• [Task to carry out] Reproduce the full listing exactly.

*** Begin section ***

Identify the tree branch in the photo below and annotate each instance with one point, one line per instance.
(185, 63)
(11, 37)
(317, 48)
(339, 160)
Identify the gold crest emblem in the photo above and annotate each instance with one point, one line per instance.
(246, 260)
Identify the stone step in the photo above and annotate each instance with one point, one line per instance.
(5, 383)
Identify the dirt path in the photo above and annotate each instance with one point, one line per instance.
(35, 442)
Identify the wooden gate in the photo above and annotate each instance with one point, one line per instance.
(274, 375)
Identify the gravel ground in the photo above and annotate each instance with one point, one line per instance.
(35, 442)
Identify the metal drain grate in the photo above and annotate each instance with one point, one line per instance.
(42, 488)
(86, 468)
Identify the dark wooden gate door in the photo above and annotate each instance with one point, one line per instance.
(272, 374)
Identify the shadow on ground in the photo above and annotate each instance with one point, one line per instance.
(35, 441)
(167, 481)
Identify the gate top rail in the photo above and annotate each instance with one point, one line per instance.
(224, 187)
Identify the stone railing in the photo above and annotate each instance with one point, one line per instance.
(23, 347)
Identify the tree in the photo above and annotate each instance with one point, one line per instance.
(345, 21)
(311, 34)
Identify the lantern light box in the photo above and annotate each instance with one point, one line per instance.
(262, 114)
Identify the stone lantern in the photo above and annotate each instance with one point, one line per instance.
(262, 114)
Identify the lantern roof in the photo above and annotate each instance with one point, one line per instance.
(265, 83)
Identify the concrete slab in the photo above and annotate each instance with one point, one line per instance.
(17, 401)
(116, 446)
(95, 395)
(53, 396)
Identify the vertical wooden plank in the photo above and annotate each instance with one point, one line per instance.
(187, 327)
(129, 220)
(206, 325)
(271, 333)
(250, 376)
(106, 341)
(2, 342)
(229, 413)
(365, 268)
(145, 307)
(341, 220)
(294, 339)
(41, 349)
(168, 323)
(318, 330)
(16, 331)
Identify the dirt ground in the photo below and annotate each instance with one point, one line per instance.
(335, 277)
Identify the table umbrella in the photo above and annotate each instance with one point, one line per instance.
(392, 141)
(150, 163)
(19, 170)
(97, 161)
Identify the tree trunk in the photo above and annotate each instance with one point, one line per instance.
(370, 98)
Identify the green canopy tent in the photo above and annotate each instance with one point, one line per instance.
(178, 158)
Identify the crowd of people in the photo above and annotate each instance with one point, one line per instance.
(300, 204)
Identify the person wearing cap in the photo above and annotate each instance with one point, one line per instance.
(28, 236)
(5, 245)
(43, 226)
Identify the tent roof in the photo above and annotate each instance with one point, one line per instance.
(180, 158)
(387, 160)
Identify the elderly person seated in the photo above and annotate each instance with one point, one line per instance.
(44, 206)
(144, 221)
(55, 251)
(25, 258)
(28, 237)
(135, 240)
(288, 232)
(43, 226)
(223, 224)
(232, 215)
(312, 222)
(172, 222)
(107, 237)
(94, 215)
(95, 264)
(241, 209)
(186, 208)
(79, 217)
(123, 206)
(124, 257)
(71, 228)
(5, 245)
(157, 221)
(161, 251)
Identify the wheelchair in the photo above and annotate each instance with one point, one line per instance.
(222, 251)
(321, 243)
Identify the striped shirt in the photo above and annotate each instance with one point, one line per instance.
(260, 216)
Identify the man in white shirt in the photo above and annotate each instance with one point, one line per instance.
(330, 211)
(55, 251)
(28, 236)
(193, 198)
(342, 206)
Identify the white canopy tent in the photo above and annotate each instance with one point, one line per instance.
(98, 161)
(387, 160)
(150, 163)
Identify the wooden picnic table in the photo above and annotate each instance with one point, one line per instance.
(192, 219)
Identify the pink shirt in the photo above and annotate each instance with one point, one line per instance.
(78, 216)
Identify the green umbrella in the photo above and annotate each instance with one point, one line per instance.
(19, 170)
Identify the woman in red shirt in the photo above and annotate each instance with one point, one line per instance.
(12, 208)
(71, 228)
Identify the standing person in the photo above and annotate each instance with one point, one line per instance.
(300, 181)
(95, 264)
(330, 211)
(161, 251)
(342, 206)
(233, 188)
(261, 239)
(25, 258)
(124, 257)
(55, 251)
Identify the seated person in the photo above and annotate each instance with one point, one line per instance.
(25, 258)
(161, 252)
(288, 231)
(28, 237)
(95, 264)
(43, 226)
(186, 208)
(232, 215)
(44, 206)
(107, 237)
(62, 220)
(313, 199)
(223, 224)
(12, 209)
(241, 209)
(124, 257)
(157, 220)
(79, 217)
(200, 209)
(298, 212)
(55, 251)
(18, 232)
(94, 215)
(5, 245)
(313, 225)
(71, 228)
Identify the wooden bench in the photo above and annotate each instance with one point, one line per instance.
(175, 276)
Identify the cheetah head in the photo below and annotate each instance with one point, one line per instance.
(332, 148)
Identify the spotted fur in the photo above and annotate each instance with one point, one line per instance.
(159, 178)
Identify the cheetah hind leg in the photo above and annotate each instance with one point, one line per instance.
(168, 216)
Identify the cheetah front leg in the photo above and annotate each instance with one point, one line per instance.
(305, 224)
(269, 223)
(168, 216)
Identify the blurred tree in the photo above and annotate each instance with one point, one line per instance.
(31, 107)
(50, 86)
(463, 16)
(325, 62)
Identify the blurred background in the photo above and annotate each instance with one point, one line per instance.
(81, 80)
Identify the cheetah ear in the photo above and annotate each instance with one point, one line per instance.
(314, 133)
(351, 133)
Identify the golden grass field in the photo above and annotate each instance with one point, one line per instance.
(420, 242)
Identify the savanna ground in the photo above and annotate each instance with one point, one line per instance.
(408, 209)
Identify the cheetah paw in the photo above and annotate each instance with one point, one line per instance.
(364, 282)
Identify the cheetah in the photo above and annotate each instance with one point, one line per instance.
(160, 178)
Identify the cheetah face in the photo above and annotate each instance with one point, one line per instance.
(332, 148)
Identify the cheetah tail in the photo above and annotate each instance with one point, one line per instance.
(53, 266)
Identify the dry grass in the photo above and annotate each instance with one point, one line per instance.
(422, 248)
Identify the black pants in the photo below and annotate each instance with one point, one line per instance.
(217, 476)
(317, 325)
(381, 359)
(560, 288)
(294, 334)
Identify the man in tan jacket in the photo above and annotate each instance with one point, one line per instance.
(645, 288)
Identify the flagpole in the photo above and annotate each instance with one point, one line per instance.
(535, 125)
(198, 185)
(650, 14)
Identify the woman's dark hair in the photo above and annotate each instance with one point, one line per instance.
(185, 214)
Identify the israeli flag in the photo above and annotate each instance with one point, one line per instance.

*** End section ***

• [Answer to this task]
Identify the tree branch in the photo below and annotate each instance with one point, one line per instance.
(185, 63)
(11, 37)
(317, 48)
(339, 160)
Identify the gold crest emblem in the photo above and annotate each instance with one point, one line per instance.
(246, 260)
Identify the stone step in the photo above and annotate each instance with one point, one line per instance.
(5, 383)
Identify the dirt path in the photo above and annotate each instance with one point, one line per instance.
(35, 442)
Identify the wooden gate in the photo above and annotate each instance with one point, one line per instance.
(274, 375)
Identify the gravel ground in the photo above and annotate each instance with one point, one line per instance.
(35, 442)
Identify the metal drain grate in the photo above and annotate each instance with one point, one line per instance.
(42, 488)
(86, 468)
Identify the dark wooden gate door in the photo above and annotate each instance with one point, one line per instance.
(272, 374)
Identify the shadow on ground in the photo above and annotate each instance with one point, one line per instance.
(35, 441)
(167, 481)
Identify the gate top rail in the photo above and annotate each instance with one point, one line per instance.
(224, 187)
Identify the stone railing in the photo above and annotate each instance with one point, one line per instance.
(23, 347)
Identify the tree in the photo above and annotate each instance with one point, one line per instance.
(345, 21)
(311, 34)
Identify the lantern light box in the photo above and annotate each instance with one point, one line per instance.
(262, 114)
Identify the stone lantern in the photo above and annotate each instance with one point, one line per instance.
(262, 114)
Identify the lantern roof in the photo above and annotate each instance with one point, one line per instance.
(265, 83)
Identify the concrete slab in the photo above and annotate each instance with one point, one line per instance.
(17, 401)
(116, 446)
(95, 395)
(53, 396)
Identify the vertical wooden plank in the photo above and annotate each instance with one point, one line per instance.
(187, 327)
(129, 220)
(206, 325)
(271, 333)
(250, 376)
(106, 341)
(2, 342)
(229, 413)
(365, 268)
(145, 307)
(341, 220)
(294, 339)
(41, 349)
(168, 323)
(318, 330)
(16, 331)
Identify the dirt ground in the photo below and annotate each instance with one point, one line per instance.
(335, 277)
Identify the table umbrella in the photo above and annotate each instance with one point, one line per instance.
(392, 141)
(150, 163)
(19, 170)
(97, 161)
Identify the tree trunk in the photo above and annotate each instance with one point, one line per instance.
(370, 98)
Identify the green canopy tent in the photo above and annotate each instance with one point, one line per instance.
(178, 158)
Identify the crowd of people in the photo above and annotate each instance with one point, one line per instance.
(300, 204)
Identify the person wearing cap in the photo above and annotate each instance with one point, one line per instance.
(28, 236)
(5, 245)
(43, 226)
Identify the tent roof in the photo above and annotate each instance with one point, one line per instance.
(180, 158)
(387, 160)
Identify the elderly person seated in the photo above and annotate each instance with one point, one line per instance.
(44, 206)
(144, 221)
(55, 251)
(25, 258)
(28, 237)
(135, 240)
(288, 232)
(43, 226)
(223, 224)
(232, 215)
(312, 222)
(172, 222)
(107, 237)
(94, 215)
(95, 264)
(241, 209)
(186, 208)
(79, 217)
(123, 206)
(124, 257)
(71, 228)
(5, 245)
(157, 221)
(161, 251)
Identify the wheelchair in the photo above and annotate each instance with one point, one line per instance.
(222, 251)
(321, 243)
Identify the striped shirt in the photo above and annotate each instance with one point, one line per instance.
(260, 216)
Identify the man in white shirt in the photo above and annotate each instance with one point, one line per instance.
(330, 211)
(55, 251)
(28, 236)
(193, 198)
(342, 206)
Identify the white canopy tent in the photo above and annotate each instance with one point, one line per instance.
(98, 161)
(387, 160)
(150, 163)
Identify the wooden picnic table in the photo above and annotate each instance with one point, one line per instance.
(192, 219)
Identify the pink shirt in the photo above and annotate each instance with one point, one line per instance.
(78, 216)
Identify the green umbrella in the photo above and annotate each instance with one point, one line per instance.
(19, 170)
Identify the woman in red shirt in the photo above and annotate each instance with one point, one line per instance.
(12, 208)
(71, 228)
Identify the standing person in the photo above and annotate each instance with one point, one line per instance.
(300, 181)
(95, 264)
(330, 211)
(161, 251)
(342, 206)
(233, 188)
(261, 239)
(25, 258)
(124, 257)
(55, 251)
Identify the seated person in the photo above and annotate each instance with one point, one line per instance.
(25, 258)
(161, 252)
(288, 231)
(28, 237)
(95, 264)
(43, 226)
(186, 208)
(232, 215)
(44, 206)
(107, 237)
(62, 220)
(313, 199)
(223, 224)
(12, 209)
(241, 209)
(124, 257)
(157, 220)
(79, 217)
(200, 209)
(298, 212)
(55, 251)
(18, 232)
(94, 215)
(5, 245)
(313, 225)
(71, 228)
Identify the wooden bench in the photo above and annotate each instance with one point, one line per instance.
(175, 276)
Identify the cheetah head in the photo below and annotate each instance with one point, one line per instance.
(332, 148)
Identify the spotted fur in the photo above and annotate each instance with one point, one line per instance.
(159, 178)
Identify the cheetah hind leg in the photo above and annotate each instance with one point, one line per instance.
(168, 216)
Identify the cheetah front leg in the photo above and annotate each instance with one point, one line per instance.
(305, 224)
(269, 223)
(168, 216)
Identify the blurred tree in the photo above and annotate each instance with one point, one line per instance.
(31, 107)
(50, 86)
(463, 16)
(325, 62)
Identify the blurred background in the photo above and annotate each instance with one point, one line per instance.
(81, 80)
Identify the cheetah ear in the photo above and annotate each instance with one point, one line per instance.
(314, 133)
(351, 133)
Identify the golden grass field in the photo above and annotate each instance with one point, one line per instance.
(420, 242)
Identify the savanna ground in the photo above and annotate each instance with one point, one line per instance.
(408, 209)
Identify the cheetah paw in the photo above and annotate each instance with one point, one line per instance.
(364, 282)
Identify the cheetah in the photo above and annotate each instance with one point, one line per instance.
(160, 178)
Identify the cheetah face in the photo above and annotate each instance with one point, one line per instance.
(332, 148)
Identify the cheetah tail in the photo above and annotate each instance with one point, one line per instance.
(53, 266)
Identify the dry grass in the photo above and annotate each instance with one point, one line per instance.
(422, 248)
Identify the black pants in the photo below and annotate each instance with one point, one line per instance.
(217, 476)
(317, 325)
(381, 359)
(560, 288)
(294, 334)
Identify the man in tan jacket in the photo above and annotate each instance with one point, one line per instance.
(645, 288)
Identify the flagpole in the photo above and annotate each instance with one point, one line per instance.
(535, 125)
(198, 185)
(650, 14)
Identify the woman's dark hair in the photo above and annotate each instance with one point, one line per instance.
(185, 214)
Identify the israeli flag in the photo above and annotate each instance with one point, one line per instance.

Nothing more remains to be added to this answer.